**WHAT IS EXPECTED:**
In the entries below, find every line with "green" and copy it.

#### DATA ####

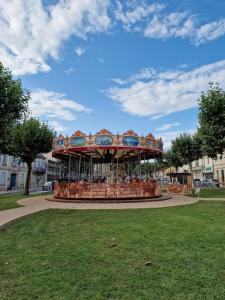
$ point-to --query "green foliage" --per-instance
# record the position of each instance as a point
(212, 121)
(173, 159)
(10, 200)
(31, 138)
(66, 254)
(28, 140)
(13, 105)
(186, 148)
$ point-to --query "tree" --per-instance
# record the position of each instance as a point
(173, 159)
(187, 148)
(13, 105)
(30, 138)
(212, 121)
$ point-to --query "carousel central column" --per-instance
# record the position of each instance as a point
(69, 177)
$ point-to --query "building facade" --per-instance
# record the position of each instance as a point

####
#### DATA ####

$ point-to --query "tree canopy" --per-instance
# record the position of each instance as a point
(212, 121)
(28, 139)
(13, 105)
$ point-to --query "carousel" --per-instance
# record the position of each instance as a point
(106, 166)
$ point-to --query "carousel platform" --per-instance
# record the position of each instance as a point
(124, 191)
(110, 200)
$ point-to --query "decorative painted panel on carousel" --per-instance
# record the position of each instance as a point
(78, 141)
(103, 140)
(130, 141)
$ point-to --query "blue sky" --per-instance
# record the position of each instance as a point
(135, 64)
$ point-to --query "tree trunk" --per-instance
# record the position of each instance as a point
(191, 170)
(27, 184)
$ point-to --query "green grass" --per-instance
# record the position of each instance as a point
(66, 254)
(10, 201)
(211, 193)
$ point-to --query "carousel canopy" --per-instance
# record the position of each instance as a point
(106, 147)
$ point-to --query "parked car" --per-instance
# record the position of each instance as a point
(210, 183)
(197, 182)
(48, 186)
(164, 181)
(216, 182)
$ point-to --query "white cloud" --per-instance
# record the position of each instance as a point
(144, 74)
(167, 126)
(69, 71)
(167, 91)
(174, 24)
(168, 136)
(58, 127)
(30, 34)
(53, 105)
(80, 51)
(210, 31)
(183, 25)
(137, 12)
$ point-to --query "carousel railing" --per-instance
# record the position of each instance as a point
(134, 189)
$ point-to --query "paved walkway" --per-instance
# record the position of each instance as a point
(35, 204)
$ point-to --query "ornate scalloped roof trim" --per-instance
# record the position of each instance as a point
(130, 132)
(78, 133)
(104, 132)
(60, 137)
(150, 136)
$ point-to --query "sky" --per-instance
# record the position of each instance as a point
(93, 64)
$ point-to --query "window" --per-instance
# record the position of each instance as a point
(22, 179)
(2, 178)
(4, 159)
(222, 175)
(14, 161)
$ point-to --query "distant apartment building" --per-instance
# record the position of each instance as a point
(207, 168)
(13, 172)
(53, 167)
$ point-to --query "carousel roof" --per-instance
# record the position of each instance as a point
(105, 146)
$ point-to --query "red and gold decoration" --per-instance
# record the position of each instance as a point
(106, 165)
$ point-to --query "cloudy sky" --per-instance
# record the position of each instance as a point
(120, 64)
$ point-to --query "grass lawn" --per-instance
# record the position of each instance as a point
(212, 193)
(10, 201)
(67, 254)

####
#### DATA ####

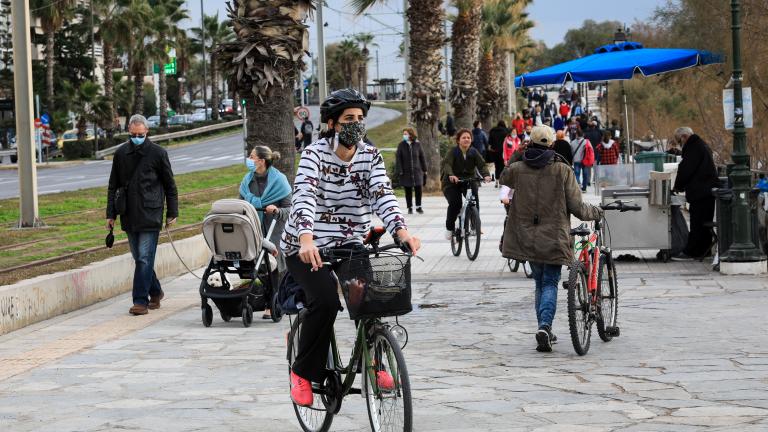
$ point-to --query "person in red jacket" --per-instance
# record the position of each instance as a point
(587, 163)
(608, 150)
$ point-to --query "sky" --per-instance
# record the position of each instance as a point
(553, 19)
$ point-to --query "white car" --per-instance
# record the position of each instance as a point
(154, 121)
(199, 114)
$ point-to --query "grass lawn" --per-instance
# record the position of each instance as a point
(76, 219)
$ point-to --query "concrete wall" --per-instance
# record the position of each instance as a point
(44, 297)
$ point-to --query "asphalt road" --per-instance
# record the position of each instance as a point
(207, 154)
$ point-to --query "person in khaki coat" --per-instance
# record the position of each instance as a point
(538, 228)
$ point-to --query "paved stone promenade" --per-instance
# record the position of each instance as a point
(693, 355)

####

**ANSWER SECTION:**
$ point-to --query "green foliage" --per-instance
$ point-to --query "green grass" --per-instance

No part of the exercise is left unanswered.